* **To do**
Reproduce exactly, from the data that follows, the line with "box: [0, 2, 441, 123]", the line with "positive clicks: (327, 78)", and every line that lies between them.
::: Supplied material :::
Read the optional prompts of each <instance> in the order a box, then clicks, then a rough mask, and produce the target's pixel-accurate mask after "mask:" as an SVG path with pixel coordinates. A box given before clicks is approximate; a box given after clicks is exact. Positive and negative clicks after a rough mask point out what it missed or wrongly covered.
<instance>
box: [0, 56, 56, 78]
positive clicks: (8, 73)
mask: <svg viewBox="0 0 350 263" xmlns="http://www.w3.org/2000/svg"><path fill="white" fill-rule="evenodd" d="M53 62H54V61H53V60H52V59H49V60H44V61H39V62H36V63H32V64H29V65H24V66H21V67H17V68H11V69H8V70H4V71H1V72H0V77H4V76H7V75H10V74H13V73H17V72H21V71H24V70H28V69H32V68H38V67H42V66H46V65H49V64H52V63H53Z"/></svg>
:::
::: Supplied material :::
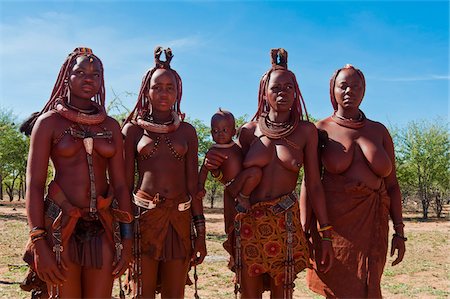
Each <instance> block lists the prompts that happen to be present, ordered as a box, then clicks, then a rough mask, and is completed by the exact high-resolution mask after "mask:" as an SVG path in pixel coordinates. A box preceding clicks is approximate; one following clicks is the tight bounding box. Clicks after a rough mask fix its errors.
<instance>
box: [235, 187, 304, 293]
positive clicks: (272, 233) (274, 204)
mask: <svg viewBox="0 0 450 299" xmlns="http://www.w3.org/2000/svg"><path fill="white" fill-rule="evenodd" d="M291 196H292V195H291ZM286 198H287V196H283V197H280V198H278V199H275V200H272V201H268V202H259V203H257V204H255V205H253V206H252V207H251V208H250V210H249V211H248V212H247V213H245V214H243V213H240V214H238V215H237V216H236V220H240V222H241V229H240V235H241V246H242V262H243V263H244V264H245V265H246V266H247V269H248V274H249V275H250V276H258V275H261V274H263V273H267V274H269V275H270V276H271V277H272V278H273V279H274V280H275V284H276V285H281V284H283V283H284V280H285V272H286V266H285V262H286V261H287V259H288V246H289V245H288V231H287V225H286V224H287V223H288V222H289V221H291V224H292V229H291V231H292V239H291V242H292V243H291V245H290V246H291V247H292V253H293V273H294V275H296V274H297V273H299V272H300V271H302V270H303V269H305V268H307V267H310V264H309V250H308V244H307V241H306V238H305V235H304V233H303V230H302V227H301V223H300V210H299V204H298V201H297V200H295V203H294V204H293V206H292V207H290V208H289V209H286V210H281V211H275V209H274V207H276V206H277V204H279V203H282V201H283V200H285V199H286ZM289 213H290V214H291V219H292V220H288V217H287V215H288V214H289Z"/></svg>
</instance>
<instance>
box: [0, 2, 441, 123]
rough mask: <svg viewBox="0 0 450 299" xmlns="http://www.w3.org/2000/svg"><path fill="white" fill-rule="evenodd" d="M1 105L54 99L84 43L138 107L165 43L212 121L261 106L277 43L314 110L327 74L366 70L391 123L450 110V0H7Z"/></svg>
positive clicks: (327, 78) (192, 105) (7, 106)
:::
* **Your solution**
box: [0, 2, 441, 123]
rough mask: <svg viewBox="0 0 450 299" xmlns="http://www.w3.org/2000/svg"><path fill="white" fill-rule="evenodd" d="M1 105L54 99L84 43L138 107L165 43L212 121L261 106L277 43L314 110L327 74L366 70L391 123L450 110V0H7Z"/></svg>
positive clicks: (327, 78) (192, 105) (7, 106)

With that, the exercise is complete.